- YOUR GOAL -
Please repeat every entry exactly as written, but skip the pictures.

- DATA EXCERPTS -

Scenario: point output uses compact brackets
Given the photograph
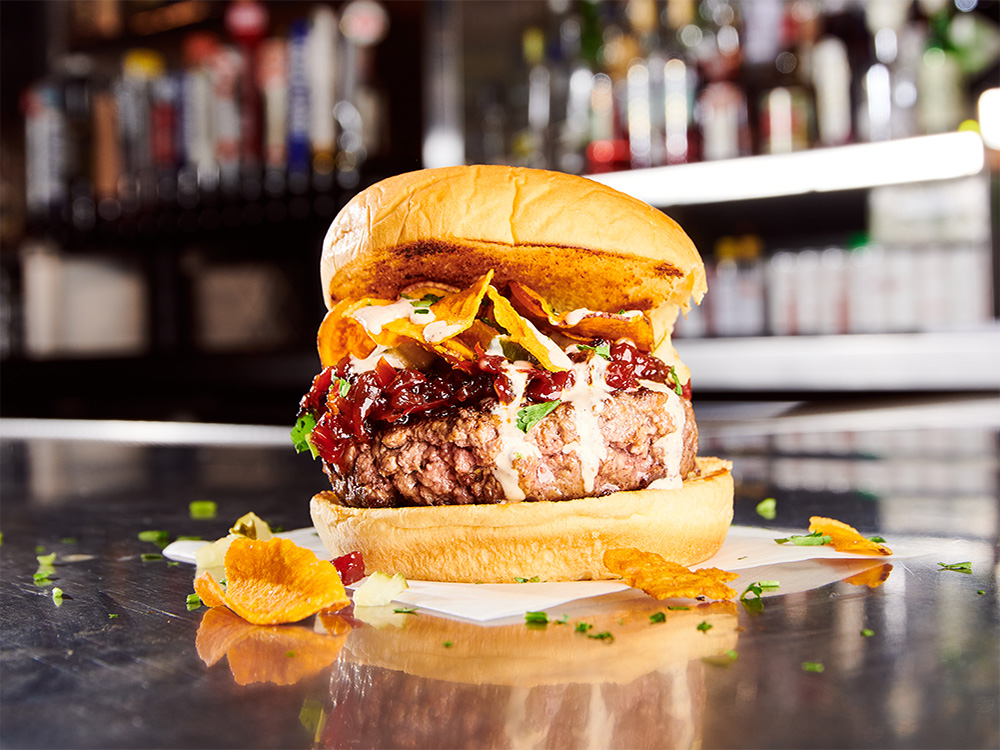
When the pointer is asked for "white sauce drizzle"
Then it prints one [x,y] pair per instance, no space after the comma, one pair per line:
[588,396]
[513,442]
[672,444]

- EXERCISE RESULT -
Scenario: point output uses compact brackets
Given the photograph
When the pointer is asked for "white sauce drizzle"
Then it prints one [x,y] pair per instance, no space after the comma, one pair per line:
[588,396]
[513,442]
[672,444]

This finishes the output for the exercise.